# 提示された文章
= = = = = = =

結論 本件審判の請求は、成り立たない。 
理由 第1.手続の経緯
本願は、平成25年11月7日(優先権主張平成24年11月13日 日本国)を国際出願日とする出願(特願2014-546958号)の一部を、平成27年11月25日に新たな特許出願としたものであって、平成28年9月14日付けで拒絶理由が通知され、平成28年11月9日付けで手続補正がなされたが、平成28年11月28日付けで拒絶査定がなされ、これに対し、平成29年3月6日に拒絶査定不服審判の請求がなされると同時に手続補正がなされたものである。


第2.補正却下の決定
[結論]
平成29年3月6日付けの手続補正を却下する。

[理由]
1.本願発明と補正後の発明
平成29年3月6日付けの手続補正(以下「本件補正」という。)は、平成28年11月9日に提出された手続補正書の特許請求の範囲の請求項4に記載された、

「【請求項4】
二次元のマトリックス状のパターンとして配置され、二進コードで表されるデータを表す複数のセルと、
前記複数のセルの位置を決定するために用いられる位置検出パターンと、
任意の絵柄が配置され、前記複数のセル及び前記位置検出パターンは配置されない絵柄領域であって、周囲には前記複数のセルが配置される絵柄領域と、
を備える二次元コード。」

という発明(以下、「本願発明」という。)を、補正後の特許請求の範囲の請求項4に記載された、

「【請求項4】
二次元のマトリックス状のパターンとして配置され、二進コードで表されるデータを表す複数のセルと、
前記複数のセルの位置を決定するために用いられる位置検出パターンと、
任意の絵柄が配置され、前記複数のセル及び前記位置検出パターンは配置されない絵柄領域であって、周囲には前記複数のセルが配置される絵柄領域と、
を備え、
前記位置検出パターン及び前記絵柄領域以外の領域は、誤り訂正の単位に応じて、複数のブロックに分割されている単一の二次元コード。」

という発明(以下、「補正後の発明」という。)に変更する補正事項を含むものである。

2.補正の適否
(1)補正の目的要件
本件補正のうち上記補正事項は、本願発明の「二次元コード」の「位置検出パターン」及び「絵柄領域」以外の領域が、「誤り訂正の単位に応じて、複数のブロックに分割されている」と、また、「二次元コード」が、「単一の」ものであると限定したものであるから、特許法第17条の2第5項第2号にいう特許請求の範囲の減縮を目的とするものに該当する。

= = = = = = =

# 抽出データ
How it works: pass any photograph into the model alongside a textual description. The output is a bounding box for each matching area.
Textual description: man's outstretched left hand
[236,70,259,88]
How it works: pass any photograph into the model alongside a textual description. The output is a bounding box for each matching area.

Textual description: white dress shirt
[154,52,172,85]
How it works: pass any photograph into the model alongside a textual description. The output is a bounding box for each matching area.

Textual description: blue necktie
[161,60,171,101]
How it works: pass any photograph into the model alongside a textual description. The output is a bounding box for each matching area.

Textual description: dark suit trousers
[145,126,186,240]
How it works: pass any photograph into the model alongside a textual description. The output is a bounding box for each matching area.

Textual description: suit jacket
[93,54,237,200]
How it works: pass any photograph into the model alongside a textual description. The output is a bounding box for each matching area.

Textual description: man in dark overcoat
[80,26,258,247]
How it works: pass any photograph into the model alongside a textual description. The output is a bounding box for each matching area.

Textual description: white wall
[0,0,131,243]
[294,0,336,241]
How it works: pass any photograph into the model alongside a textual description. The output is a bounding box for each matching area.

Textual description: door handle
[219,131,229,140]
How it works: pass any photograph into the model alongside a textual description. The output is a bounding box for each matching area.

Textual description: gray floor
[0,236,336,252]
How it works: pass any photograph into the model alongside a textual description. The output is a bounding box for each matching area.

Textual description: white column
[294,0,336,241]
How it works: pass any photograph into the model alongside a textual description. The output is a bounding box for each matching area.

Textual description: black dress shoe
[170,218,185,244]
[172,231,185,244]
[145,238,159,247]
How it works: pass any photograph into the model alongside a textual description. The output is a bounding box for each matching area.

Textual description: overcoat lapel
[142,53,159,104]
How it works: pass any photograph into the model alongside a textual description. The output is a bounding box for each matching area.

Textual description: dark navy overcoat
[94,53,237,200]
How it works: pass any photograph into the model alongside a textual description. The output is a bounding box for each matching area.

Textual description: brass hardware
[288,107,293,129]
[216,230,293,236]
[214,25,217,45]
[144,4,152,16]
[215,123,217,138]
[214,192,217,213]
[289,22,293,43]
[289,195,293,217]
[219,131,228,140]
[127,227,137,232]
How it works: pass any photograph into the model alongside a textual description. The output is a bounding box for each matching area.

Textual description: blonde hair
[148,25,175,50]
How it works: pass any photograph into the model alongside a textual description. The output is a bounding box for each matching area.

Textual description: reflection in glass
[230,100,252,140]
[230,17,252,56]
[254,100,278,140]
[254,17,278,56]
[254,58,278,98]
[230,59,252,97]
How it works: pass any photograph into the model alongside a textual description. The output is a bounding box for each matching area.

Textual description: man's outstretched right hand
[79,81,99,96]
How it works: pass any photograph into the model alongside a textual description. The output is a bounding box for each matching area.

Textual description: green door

= = = = = = =

# 実施する作業
a) 二次元コードの審決文のうち、「という発明(以下、「補正後の発明」という。)に変更する補正事項を含むものである。」から始まり「を目的とするものに該当する。」で終わる部分を一字一句そのまま繰り返してください。
b) 二次元コードの審決文を、最後の文の後から続けて書き進めてください。

# 作業の結果
a)
という発明(以下、「補正後の発明」という。)に変更する補正事項を含むものである。

2.補正の適否
(1)補正の目的要件
本件補正のうち上記補正事項は、本願発明の「二次元コード」の「位置検出パターン」及び「絵柄領域」以外の領域が、「誤り訂正の単位に応じて、複数のブロックに分割されている」と、また、「二次元コード」が、「単一の」ものであると限定したものであるから、特許法第17条の2第5項第2号にいう特許請求の範囲の減縮を目的とするものに該当する。

b)
そして、本件補正は、願書に最初に添付した明細書、特許請求の範囲又は図面に記載した事項の範囲内においてなされたものと認められ、特許法第17条の2第3項(新規事項)の規定に適合している。
また、特許法17条の2第4項(シフト補正)の規定に違反するものでもない。

(2)独立特許要件
本件補正は特許請求の範囲の減縮を目的とするものであるから、補正後の発明が特許出願の際独立して特許を受けることができるものであるのかどうかについて以下検討する。

ア.補正後の発明
上記「1.本願発明と補正後の発明」の項で、「補正後の発明」として認定したとおりのものである。

イ.引用文献、引用発明
(ア)引用文献1
原査定の拒絶の理由に引用された、特開2004-206674号公報(以下、「引用文献1」という。)には、図面とともに以下の事項が記載されている。(下線は、当審において付加した。以下、同じ。)

a.「【0001】
【発明の属する技術分野】
本発明は、2次元に配置されたセルの明暗により情報を符号化してなるコードを有する2次元コードおよびその形成構造に関する。」

b.「【0006】
【発明が解決しようとする課題】
しかしながら、上記レンズなどの場合は、組付け後にも外から見えるように配置される表示意匠部分が大部分を占めており、残りのわずかなスペースに、位置決め穴52と識別記号50、51とが配置されるため、識別記号50、51を表示するためのスペースは非常に小さくなる。そのような小さなスペースに識別記号と2次元コードを並べて配置すると、識別記号が非常に小さくなり、作業者が目視により読み取りできないという問題があった。
【0007】
本発明は、上記点に鑑みなされたものであり、目視により読取可能な識別記号と光学的に読取可能な識別コードの両方を小さなスペースに表示可能にする2次元コードおよびその形成構造を提供することを目的としている。」

c.「【0017】
【発明の実施の形態】
(一実施形態)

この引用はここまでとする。